— BEGIN EXCERPT PROVIDED —
Automatically expand the first section on mobile

[edit]

Currently, when you go to an entry on mobile, every is collapsed (example: [4]). This makes for a pretty awful user experience. See phab:T376446 for further discussion. I propose that we add some code according to this rule: when a page loads, if no section is expanded, automatically expand the first section. I already have this in my own common.js and I strongly recommend that we address this as soon as possible. (@Benwing2, Surjection, This, that and the other) Ioaxxere (talk) 18:25, 22 January 2025 (UTC)Reply

I don't think we should expand the first section automatically. If there are multiple non-English sections, opening the first one is completely arbitrary. — SURJECTION / T / C / L / 18:38, 22 January 2025 (UTC)Reply
How about something like this?
  1. If the first section is English (or Translingual?), open it.
  2. Otherwise if there are <= N sections, for some small N (e.g. 3), open them all.
  3. Otherwise, don't open. (It would be great in that case to display a "summarizing table of contents" that lists some short but crucial info about each language, such as the first five words of the first definition.)
  4. If possible, add the ability to specify preferred languages that auto-open; this might be more work, though.
Benwing2 (talk) 20:02, 22 January 2025 (UTC)Reply
My opinion is that we should always expand a single section, but no more. I would be somewhat opposed to automatically opening an English section if there are multiple. One thing is clear, though: if the user enters a link through an anchor, then we should not expand any sections if there are multiple, since tne anchor will automatically open whatever is needed. — SURJECTION / T / C / L / 12:06, 23 January 2025 (UTC)Reply
I think the automatic opening of sections needs to be as limited as possible, for three reasons:
  • The behaviour needs to be simple enough that it can be understood by regular or frequent visitors to Wiktionary.
  • @Jdlrobson said this at phab:T376446:

    Any code that expands headings in site JavaScript is going to be rough on performance and possibly SEO for all the pages that code runs. Note, JS is not blocking, so that code could end up executing very late

    Expanding where there is only one section seems safe in this context, but expanding a section high on the page after the user has already scrolled to find a section lower on the page would be annoying behaviour.
  • Even if there are only a handful of languages, tapping the language name you want is clearly better than having to scroll and "hunt" through the page for your desired language imho.
So:
  • I will obviously support auto-opening where there is only a single section on the page (I believe this is the behaviour that the WMF devs have agreed to develop, although I'm open to being corrected).
  • I could support auto-opening English as well, given this is the English Wiktionary, although this would be a weak support - it could be very annoying for people looking for non-English entries if the JS runs too late.
  • I'd oppose other changes.
This, that and the other (talk) 22:07, 22 January 2025 (UTC)Reply
The current behavior is completely non-intuitive. Today, I looked up broligarchy on my cellphone, didn't see what looked like an entry, and reported that we didn't have an entry. Admittedly, my age-related cognitive deficits may have played a role, but this just doesn't seem right.
— END EXCERPT PROVIDED —
— BEGIN DATA PROVIDED —
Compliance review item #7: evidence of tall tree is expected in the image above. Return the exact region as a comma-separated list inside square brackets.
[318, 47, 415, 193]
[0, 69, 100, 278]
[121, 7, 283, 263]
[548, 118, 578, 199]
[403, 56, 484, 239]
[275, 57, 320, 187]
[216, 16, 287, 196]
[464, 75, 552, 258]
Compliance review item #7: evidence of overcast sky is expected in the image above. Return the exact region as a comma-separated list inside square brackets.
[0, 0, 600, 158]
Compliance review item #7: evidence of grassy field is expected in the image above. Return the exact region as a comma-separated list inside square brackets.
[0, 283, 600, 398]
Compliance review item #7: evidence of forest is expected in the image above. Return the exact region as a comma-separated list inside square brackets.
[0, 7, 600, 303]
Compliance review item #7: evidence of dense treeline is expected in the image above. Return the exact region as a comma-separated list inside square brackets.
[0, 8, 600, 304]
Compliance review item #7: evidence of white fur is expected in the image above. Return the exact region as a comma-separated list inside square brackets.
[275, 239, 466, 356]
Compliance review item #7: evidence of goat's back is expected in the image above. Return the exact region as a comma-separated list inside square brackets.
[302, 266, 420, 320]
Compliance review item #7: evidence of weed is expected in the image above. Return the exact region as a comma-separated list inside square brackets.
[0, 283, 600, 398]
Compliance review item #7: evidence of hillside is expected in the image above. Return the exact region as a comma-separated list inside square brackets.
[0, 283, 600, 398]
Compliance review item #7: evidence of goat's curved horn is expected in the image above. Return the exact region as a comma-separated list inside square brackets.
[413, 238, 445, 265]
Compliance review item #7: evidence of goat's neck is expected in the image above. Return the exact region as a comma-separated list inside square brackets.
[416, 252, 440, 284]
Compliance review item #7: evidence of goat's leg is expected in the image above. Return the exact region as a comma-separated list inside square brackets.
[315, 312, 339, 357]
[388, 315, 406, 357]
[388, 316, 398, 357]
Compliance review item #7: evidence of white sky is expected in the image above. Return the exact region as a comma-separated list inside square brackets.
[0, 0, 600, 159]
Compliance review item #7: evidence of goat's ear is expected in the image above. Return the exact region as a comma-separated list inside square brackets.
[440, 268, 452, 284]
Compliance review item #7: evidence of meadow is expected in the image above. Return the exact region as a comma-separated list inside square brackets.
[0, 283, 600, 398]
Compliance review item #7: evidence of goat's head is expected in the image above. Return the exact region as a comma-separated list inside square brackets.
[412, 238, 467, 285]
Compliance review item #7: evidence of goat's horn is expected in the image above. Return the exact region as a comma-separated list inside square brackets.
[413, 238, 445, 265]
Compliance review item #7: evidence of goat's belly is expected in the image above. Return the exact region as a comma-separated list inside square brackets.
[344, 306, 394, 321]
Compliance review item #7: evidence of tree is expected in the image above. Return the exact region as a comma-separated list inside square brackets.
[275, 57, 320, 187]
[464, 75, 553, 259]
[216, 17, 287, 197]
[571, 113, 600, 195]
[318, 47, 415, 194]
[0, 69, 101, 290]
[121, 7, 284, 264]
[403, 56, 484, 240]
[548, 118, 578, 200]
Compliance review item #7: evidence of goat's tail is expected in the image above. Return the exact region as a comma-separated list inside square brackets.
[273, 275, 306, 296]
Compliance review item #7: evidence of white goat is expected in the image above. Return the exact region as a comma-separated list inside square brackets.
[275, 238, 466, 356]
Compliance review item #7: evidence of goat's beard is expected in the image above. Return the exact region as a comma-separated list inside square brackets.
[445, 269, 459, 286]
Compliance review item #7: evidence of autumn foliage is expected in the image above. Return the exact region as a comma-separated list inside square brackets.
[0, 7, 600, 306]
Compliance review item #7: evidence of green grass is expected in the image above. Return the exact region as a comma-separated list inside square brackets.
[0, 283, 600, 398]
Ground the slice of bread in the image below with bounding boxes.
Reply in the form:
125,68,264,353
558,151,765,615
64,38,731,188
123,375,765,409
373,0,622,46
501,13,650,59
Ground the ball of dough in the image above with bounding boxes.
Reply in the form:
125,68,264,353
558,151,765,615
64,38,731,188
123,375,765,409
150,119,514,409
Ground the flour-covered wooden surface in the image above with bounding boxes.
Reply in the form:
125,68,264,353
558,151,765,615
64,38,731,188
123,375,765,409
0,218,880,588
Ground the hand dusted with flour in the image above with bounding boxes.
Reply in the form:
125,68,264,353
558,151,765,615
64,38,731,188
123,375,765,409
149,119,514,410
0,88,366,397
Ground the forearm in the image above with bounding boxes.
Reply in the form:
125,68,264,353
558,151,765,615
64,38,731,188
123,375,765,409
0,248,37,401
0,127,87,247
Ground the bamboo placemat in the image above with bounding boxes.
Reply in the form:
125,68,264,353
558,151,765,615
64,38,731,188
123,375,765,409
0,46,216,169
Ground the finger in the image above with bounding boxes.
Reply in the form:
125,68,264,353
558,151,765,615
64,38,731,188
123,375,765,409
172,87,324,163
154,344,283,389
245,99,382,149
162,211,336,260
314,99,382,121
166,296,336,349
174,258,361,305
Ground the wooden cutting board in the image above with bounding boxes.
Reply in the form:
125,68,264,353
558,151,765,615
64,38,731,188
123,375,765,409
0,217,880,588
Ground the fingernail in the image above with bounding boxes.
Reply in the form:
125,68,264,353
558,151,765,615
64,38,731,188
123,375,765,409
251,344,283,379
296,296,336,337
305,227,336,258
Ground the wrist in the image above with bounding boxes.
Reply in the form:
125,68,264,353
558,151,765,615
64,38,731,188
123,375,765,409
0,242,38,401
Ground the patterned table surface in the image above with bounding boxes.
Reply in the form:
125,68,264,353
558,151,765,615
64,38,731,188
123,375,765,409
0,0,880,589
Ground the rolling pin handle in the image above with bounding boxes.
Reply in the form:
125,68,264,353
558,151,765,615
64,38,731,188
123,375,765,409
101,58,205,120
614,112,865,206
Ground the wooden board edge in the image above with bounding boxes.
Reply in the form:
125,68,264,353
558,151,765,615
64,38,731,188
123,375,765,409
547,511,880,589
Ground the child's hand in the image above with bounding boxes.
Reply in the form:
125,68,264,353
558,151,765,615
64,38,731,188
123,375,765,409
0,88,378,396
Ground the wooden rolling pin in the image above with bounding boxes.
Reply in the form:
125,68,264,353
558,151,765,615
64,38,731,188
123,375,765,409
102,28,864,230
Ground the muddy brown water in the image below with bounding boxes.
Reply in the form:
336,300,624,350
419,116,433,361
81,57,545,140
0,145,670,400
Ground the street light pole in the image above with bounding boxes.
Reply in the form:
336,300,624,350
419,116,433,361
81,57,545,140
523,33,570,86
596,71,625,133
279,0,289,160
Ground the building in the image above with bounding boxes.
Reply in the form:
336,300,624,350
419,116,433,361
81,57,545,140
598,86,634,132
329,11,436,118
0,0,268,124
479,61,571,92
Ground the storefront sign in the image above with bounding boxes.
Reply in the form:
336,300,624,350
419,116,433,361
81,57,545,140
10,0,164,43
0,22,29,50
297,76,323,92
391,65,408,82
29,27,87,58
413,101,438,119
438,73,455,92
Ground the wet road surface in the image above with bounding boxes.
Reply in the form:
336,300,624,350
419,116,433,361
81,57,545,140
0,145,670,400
— END DATA PROVIDED —
PROBLEM DETAILS:
Answer these questions about the discussion on expanding sections on mobile:
(a) Which Phabricator task is cited for further discussion of the problem?
(b) In the numbered proposal, what example value is given for the small number N?
(c) What word did the final commenter look up on a cellphone?

EXERCISE SOLUTION:
(a) phab:T376446
(b) 3
(c) broligarchy